:: TASK INPUT

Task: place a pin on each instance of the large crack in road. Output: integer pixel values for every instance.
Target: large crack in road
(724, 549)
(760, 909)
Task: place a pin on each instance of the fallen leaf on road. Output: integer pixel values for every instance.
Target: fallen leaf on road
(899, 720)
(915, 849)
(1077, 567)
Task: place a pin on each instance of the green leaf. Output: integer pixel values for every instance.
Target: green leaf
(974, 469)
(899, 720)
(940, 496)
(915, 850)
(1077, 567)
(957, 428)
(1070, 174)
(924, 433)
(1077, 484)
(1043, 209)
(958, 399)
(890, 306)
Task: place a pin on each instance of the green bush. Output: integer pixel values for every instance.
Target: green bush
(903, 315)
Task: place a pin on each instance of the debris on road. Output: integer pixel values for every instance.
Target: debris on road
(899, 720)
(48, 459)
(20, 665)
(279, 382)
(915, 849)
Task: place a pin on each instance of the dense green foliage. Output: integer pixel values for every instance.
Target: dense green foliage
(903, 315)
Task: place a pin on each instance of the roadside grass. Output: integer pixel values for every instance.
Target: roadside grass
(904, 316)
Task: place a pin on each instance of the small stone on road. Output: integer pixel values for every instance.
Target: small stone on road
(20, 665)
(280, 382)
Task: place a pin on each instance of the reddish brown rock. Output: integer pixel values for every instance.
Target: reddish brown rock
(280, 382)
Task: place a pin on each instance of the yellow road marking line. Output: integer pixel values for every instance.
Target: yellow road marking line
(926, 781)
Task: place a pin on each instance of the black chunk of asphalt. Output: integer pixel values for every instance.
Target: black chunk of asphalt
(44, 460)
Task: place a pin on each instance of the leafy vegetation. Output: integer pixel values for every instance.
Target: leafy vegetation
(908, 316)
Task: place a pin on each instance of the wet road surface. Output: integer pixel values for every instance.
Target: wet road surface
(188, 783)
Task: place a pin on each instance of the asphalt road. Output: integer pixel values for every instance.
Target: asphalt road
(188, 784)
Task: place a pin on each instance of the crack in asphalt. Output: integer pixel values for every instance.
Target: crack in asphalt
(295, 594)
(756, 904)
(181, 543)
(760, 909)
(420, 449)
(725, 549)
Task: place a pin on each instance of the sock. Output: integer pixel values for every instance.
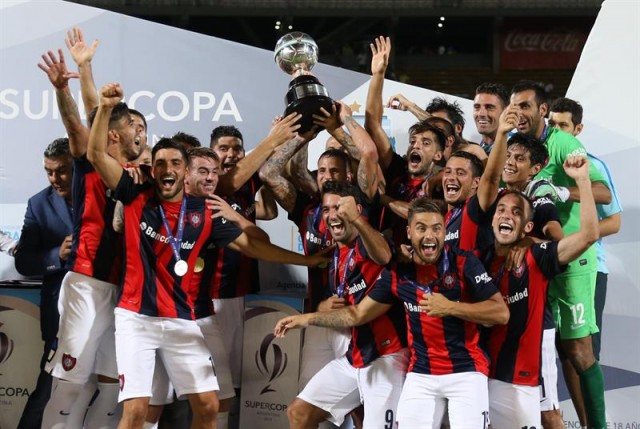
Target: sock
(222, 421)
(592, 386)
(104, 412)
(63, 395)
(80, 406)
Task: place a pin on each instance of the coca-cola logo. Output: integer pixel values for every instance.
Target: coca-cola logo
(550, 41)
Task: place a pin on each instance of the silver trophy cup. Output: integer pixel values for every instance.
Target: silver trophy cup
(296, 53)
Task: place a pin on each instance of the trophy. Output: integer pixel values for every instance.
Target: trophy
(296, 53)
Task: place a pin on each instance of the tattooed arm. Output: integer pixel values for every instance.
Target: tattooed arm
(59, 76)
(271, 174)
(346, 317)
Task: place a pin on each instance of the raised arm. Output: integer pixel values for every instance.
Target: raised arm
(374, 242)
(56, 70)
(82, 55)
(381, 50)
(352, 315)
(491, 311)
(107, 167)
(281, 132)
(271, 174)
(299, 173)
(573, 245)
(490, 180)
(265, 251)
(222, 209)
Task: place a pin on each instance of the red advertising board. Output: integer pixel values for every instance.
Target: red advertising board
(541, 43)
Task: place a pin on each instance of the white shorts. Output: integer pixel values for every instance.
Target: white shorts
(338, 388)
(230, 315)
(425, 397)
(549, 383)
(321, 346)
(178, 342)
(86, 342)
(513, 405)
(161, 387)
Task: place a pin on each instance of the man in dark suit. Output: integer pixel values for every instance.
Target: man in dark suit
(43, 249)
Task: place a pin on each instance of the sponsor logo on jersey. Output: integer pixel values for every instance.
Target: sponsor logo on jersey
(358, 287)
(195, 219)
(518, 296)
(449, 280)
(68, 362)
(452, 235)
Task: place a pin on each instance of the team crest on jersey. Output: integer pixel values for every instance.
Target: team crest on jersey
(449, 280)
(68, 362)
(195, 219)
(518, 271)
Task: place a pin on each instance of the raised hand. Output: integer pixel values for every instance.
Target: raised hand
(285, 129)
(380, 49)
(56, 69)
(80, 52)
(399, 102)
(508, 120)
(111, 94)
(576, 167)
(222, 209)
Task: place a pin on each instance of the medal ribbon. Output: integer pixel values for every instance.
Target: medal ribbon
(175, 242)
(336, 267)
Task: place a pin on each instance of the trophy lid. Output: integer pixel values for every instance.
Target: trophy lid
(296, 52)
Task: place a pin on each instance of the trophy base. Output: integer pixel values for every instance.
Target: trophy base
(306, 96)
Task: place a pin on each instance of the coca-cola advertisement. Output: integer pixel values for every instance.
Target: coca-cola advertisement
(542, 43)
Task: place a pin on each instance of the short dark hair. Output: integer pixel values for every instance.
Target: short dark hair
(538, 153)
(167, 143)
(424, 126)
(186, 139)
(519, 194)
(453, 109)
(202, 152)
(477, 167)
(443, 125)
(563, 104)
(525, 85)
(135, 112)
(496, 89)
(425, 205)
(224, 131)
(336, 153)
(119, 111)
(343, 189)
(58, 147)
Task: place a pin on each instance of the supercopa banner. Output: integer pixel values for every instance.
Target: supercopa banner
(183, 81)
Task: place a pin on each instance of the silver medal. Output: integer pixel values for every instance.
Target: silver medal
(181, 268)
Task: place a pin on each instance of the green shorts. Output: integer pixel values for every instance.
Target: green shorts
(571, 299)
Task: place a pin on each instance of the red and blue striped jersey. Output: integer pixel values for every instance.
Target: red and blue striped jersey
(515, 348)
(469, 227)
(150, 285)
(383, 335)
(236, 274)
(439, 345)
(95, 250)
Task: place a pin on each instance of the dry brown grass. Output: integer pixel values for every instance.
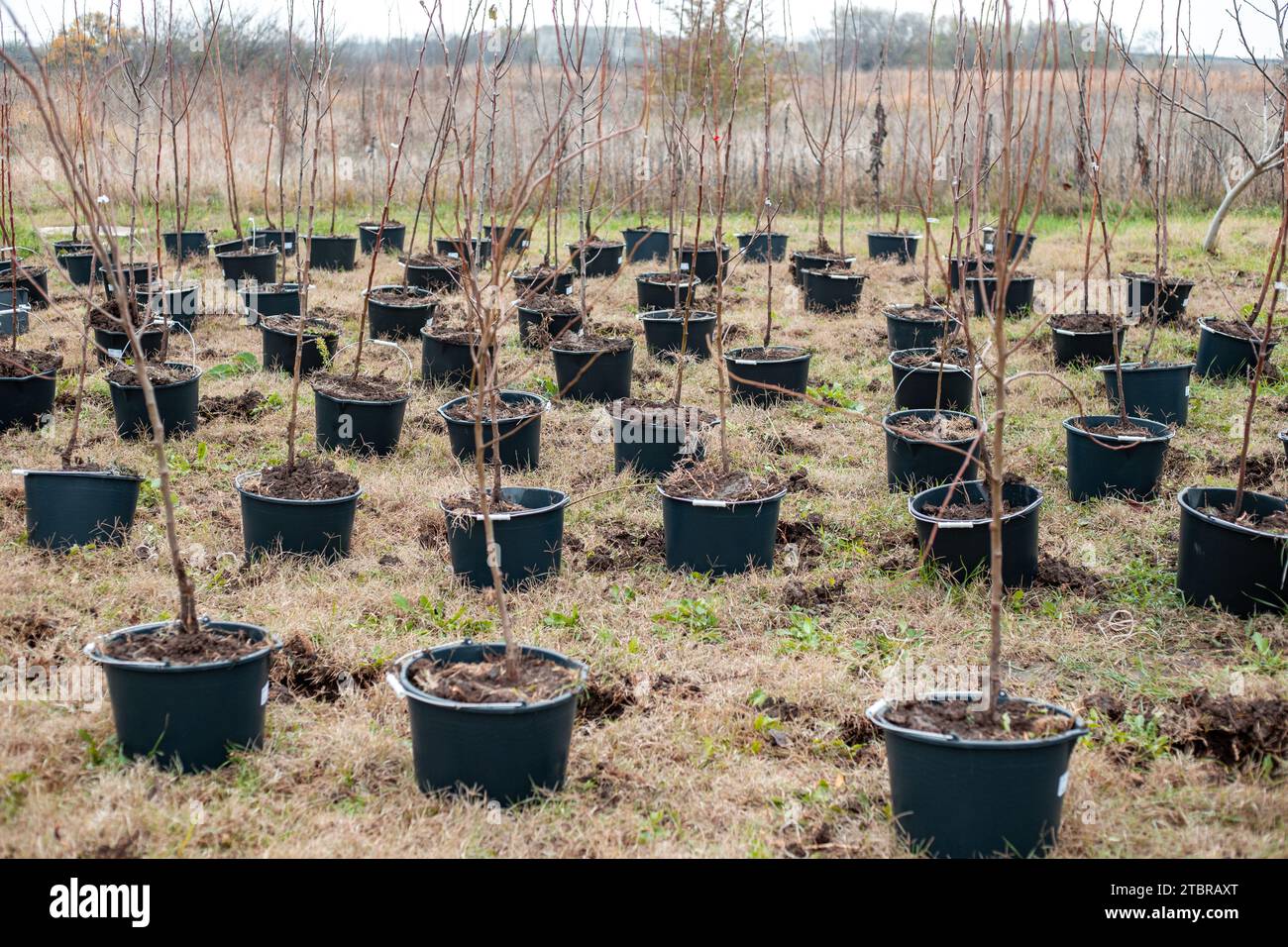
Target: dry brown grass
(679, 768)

::::
:: TASK INPUT

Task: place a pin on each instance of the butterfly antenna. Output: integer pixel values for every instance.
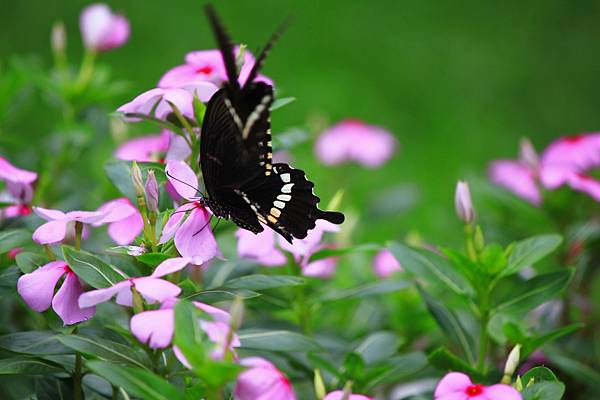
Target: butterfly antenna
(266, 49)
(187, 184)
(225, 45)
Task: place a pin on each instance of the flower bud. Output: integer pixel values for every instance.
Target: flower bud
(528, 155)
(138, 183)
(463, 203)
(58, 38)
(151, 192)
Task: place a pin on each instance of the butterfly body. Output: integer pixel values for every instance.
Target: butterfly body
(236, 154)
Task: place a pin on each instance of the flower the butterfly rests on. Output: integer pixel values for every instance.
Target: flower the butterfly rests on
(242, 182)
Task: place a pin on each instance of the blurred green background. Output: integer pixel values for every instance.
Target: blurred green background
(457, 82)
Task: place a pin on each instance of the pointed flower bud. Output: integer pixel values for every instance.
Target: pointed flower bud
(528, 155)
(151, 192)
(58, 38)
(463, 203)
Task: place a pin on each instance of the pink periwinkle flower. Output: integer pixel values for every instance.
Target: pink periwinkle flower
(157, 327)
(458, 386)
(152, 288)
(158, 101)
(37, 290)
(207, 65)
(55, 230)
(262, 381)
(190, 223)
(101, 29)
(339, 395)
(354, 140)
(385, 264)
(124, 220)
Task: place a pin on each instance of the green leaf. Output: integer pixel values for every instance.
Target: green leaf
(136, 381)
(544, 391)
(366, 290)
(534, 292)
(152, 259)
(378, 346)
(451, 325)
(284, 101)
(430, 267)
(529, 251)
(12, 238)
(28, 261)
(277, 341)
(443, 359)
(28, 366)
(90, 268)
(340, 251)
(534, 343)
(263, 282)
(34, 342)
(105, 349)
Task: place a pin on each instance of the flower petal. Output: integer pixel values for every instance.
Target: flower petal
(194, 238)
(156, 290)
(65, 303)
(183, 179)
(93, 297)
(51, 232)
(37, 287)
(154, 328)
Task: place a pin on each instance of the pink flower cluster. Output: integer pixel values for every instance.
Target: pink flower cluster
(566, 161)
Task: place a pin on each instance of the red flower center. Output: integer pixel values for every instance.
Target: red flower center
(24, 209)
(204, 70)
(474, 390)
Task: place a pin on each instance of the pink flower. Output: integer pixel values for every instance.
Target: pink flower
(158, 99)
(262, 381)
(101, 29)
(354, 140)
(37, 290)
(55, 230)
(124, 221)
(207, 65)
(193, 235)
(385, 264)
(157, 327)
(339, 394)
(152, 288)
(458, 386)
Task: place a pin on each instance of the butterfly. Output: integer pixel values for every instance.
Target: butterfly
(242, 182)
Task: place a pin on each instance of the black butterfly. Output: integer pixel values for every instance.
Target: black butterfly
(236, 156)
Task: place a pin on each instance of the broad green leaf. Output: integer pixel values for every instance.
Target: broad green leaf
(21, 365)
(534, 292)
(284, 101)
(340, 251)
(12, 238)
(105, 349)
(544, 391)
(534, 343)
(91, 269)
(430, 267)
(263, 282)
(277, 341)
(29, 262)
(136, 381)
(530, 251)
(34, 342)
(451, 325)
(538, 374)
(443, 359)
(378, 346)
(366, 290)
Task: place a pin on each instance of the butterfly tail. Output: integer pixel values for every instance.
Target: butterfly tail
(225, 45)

::::

▸ PROBLEM DETAILS
Please output exactly the lines between the one holding "Task: place a pin on each instance of the large" and the one holding "Task: place a pin on each instance of the leafy" in the records above, inclusive, and nothing more.

▸ EXERCISE RESPONSE
Task: place a pin on each instance of the large crack in road. Output: integer pixel values for every instance.
Target: large crack in road
(724, 549)
(760, 909)
Task: place a pin on each instance of the fallen leaf on road. Output: integer pixel values for every instance.
Target: fallen leaf on road
(899, 720)
(915, 849)
(1077, 567)
Task: place a pin on each instance of the green leaf. Output: integer pixel values for every instance.
Target: green leaf
(974, 469)
(899, 720)
(940, 496)
(915, 850)
(1077, 567)
(957, 428)
(1070, 174)
(924, 433)
(1077, 484)
(1043, 209)
(958, 399)
(890, 306)
Task: place a pin on each instance of the green bush. Output: integer pixel values for every instance.
Target: green bush
(903, 315)
Task: place a pin on each instance of the debris on road. Output: integer pixel values for every instance.
Target: debris on road
(899, 720)
(48, 459)
(20, 665)
(279, 382)
(915, 849)
Task: place a pin on each instance of the dense green foliage. Output: integer pixel values for every instance.
Target: dense green foliage
(903, 315)
Task: place a pin on each instance of the roadside grass. Output: integer pixel values for every instance.
Target: roadside grass
(904, 316)
Task: place a pin on each instance of the small stone on road. Output: integer pixel values for every instance.
Target: small stone on road
(20, 665)
(280, 382)
Task: place a pin on each instance of the reddish brown rock. Output: integer pixel values for every instance.
Target: reddish brown rock
(280, 382)
Task: place a pin on each instance of the yellow road marking line. Output: integer pixel values for every instance.
Target: yellow road marking line
(926, 781)
Task: place a pin on each instance of the black chunk of asphalt. Output: integer pixel values for every instance.
Target: black chunk of asphalt
(44, 460)
Task: place a pin on each instance of the leafy vegetation. Output: integer pixel values for every instance.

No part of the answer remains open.